> [What you will do] Copy each of the following lines verbatim, keeping every character, number, and bracket unchanged.

> [Record excerpts]
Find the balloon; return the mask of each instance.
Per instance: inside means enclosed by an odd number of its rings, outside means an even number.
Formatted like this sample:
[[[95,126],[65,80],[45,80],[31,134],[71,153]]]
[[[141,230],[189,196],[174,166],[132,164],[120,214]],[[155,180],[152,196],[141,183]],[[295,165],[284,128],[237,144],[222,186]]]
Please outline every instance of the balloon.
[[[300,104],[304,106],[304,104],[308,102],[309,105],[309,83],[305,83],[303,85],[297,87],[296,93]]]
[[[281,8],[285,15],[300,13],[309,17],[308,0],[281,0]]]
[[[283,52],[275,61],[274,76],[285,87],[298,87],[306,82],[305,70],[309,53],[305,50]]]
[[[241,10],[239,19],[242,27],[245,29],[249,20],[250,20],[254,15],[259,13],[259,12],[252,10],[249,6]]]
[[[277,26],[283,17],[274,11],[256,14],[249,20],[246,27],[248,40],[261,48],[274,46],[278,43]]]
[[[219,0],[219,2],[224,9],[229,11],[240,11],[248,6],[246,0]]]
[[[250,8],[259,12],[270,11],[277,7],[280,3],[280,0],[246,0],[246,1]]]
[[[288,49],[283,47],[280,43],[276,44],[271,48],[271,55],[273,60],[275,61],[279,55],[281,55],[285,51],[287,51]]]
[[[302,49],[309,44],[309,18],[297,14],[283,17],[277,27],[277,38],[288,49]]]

> [Task solution]
Find the balloon; return the mask of each instance.
Per instance: inside means enclosed by an odd number of its rings, outside means an even number.
Formatted like this sample:
[[[95,126],[65,80],[45,80],[31,134],[71,153]]]
[[[141,230],[189,196],[174,166],[132,164],[120,214]],[[155,180],[152,196],[141,183]],[[295,165],[284,128],[237,144],[222,186]]]
Please outline every instance of the balloon.
[[[300,104],[304,106],[304,104],[308,102],[309,105],[309,83],[305,83],[303,85],[297,87],[296,93]]]
[[[281,8],[285,15],[300,13],[309,17],[308,0],[281,0]]]
[[[283,52],[275,61],[274,76],[285,87],[298,87],[306,82],[305,70],[309,53],[305,50]]]
[[[241,10],[239,19],[242,27],[245,29],[249,20],[250,20],[254,15],[259,13],[259,12],[252,10],[249,6]]]
[[[277,26],[283,17],[274,11],[256,14],[249,20],[246,27],[248,40],[261,48],[274,46],[278,43]]]
[[[219,0],[219,2],[224,9],[229,11],[240,11],[248,6],[246,0]]]
[[[250,8],[259,12],[270,11],[277,7],[280,3],[280,0],[246,0],[246,1]]]
[[[288,49],[283,47],[280,43],[276,44],[271,48],[271,55],[273,60],[275,61],[279,55],[281,55],[285,51],[287,51]]]
[[[302,49],[309,44],[309,18],[297,14],[283,17],[277,27],[277,38],[288,49]]]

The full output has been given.